▸ **TEXTE À LIRE**
-----
Par arrêt rendu le 6 décembre 2022, la présente cour :

- a déclaré recevables les demandes de la société Périn [G], ès qualités,

- a confirmé le jugement en ce qu'il a reconnu la créance d'exécution des travaux de mise en conformité, ordonné la capitalisation annuelle des intérêts, et en ses dispositions relatives aux dépens et frais irrépétibles,

- l'a infirmé pour le surplus,

Statuant à nouveau des chefs infirmés et y ajoutant :

- a constaté que la demande en avance du coût des travaux de toiture était devenue sans objet,

- a condamné Mme [I] à payer à la société Périn [G], ès qualités, la somme de 10 076,47 euros en réparation des troubles de jouissance causés par les infiltrations, avec intérêts au taux légal à compter de son arrêt et capitalisation annuelle des intérêts dans les conditions prévues à l'article 1343-2 du code civil,

- a condamné Mme [I] à payer à la société Périn [G], ès qualités, la somme de 12 033,76 euros en remboursement du coût des travaux de mise en conformité, avec intérêts au taux légal à compter du 13 mars 2014 et capitalisation annuelle des intérêts dans les conditions prévues à l'article 1343-2 du code civil,

Avant-dire droit sur le préjudice financier,

- a ordonné une mesure de consultation confiée à M. [V] [F] ;

- a fixé au passif de la société d'exploitation hôtelière de [Localité 6] une créance de Mme [I] d'un montant de 45 527,95 euros au titre des loyers, primes d'assurance et taxes foncières,

- a réservé les dépens et les frais irrépétibles exposés en cause d'appel.

La juridiction a notamment retenu que :

- le bail mettait à la charge de la bailleresse les travaux de réfection des couvertures et de mise en conformité, et que Mme [I] avait manqué à ses obligations d'assurer le clos et le couvert et de délivrer la chose louée dans un état conforme à son usage contractuellement prévu d'hôtel-restaurant ;

- la preneuse à bail devait être indemnisée de son trouble de jouissance dû aux infiltrations et à l'effondrement du plafond, ainsi que des travaux de mise en conformité engagés en lieu et place de la bailleresse ;

- les pièces produites n'étaient pas suffisantes pour fixer le préjudice financier de pertes d'exploitation causé par la fermeture de la partie hôtel de l'établissement du 22 février 2016 au 4 juillet 2017.

M. [F] a rendu son rapport le 15 janvier 2024.

PRETENTIONS DES PARTIES

Par conclusions notifiées le 21 janvier 2025, Mme [I] demande à la cour de :

Infirmer le jugement entrepris,

Inscrire au passif de la société d'exploitation hôtelière de [Localité 6] la somme de 45 527,95 euros à titre privilégié.

Débouter la société d'exploitation hôtelière de [Localité 6] de ses « moyens, fins et conclusions »,

Dire irrecevables toutes les demandes nouvelles en cause d'appel sur des préjudices financiers non sollicités en première instance,

Dire irrecevables les demandes de réalisation de travaux qui sont impossibles puisque la société d'exploitation hôtelière de [Localité 6] est en liquidation judiciaire,

Vu le pourvoi Q 2418808 contre l'arrêt du 6 décembre 2022.
-----
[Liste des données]
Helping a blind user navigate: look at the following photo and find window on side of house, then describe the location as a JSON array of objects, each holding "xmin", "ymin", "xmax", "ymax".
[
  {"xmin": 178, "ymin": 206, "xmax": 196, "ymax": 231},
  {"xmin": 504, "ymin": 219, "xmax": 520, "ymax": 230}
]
-----
▸ **TRAVAIL À FAIRE**
Répondez, s'il vous plaît, aux questions suivantes d'après le texte à lire :
1. Quelle somme Mme [I] a-t-elle été condamnée à payer en réparation des troubles de jouissance causés par les infiltrations ?
2. À quelle date M. [F] a-t-il rendu son rapport ?
3. Pendant quelle période la partie hôtel de l'établissement a-t-elle été fermée ?

▸ **RÉSULTAT**
1. 10 076,47 euros.
2. Le 15 janvier 2024.
3. Du 22 février 2016 au 4 juillet 2017.